> [Listing]
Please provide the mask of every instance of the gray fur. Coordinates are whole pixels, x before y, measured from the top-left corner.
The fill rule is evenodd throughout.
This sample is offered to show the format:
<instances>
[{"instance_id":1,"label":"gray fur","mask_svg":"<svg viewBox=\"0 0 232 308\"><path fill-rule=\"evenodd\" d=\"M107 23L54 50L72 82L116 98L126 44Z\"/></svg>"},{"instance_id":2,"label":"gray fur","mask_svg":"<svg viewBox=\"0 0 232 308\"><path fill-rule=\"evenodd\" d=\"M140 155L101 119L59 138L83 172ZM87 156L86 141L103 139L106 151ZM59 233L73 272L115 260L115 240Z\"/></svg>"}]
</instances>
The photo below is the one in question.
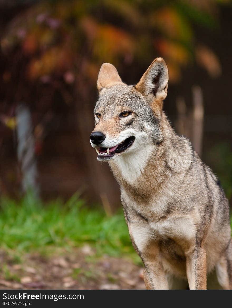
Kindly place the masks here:
<instances>
[{"instance_id":1,"label":"gray fur","mask_svg":"<svg viewBox=\"0 0 232 308\"><path fill-rule=\"evenodd\" d=\"M110 79L111 67L105 65ZM190 289L206 289L206 276L215 270L221 286L232 288L228 202L211 170L189 141L175 133L162 110L164 61L155 59L135 87L120 83L113 67L116 81L100 88L94 115L101 117L95 116L94 130L107 135L103 147L115 145L124 132L135 137L109 163L120 186L132 244L144 265L147 288L185 287L188 283ZM153 79L154 91L151 76L159 79ZM107 86L102 78L98 84ZM120 111L132 113L122 119Z\"/></svg>"}]
</instances>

> [Given exercise] Quote the listing above in full, except for the pictures.

> [Finished task]
Please provide the mask of every instance of the gray fur. Coordinates are whole pixels, x before y, measured from the top-left corner.
The fill rule is evenodd throughout.
This sample is offered to show the format:
<instances>
[{"instance_id":1,"label":"gray fur","mask_svg":"<svg viewBox=\"0 0 232 308\"><path fill-rule=\"evenodd\" d=\"M107 23L54 50L72 82L116 98L126 44Z\"/></svg>"},{"instance_id":2,"label":"gray fur","mask_svg":"<svg viewBox=\"0 0 232 308\"><path fill-rule=\"evenodd\" d=\"M140 155L101 119L59 138L83 172ZM87 156L86 141L103 139L106 151ZM59 233L73 272L115 260L115 240Z\"/></svg>"}]
</instances>
The photo below is the one in question.
Kindly place the masks here:
<instances>
[{"instance_id":1,"label":"gray fur","mask_svg":"<svg viewBox=\"0 0 232 308\"><path fill-rule=\"evenodd\" d=\"M110 79L111 67L105 65ZM190 289L206 289L206 276L215 270L221 286L232 288L228 202L211 170L189 141L175 133L162 110L164 61L155 59L135 87L120 83L113 67L116 81L100 88L94 115L101 117L95 116L94 130L107 135L103 147L115 145L124 132L135 137L109 163L120 186L132 244L144 265L147 288L185 287L188 283ZM153 79L154 91L151 76L159 79ZM107 86L102 78L98 84ZM120 111L132 113L122 119Z\"/></svg>"}]
</instances>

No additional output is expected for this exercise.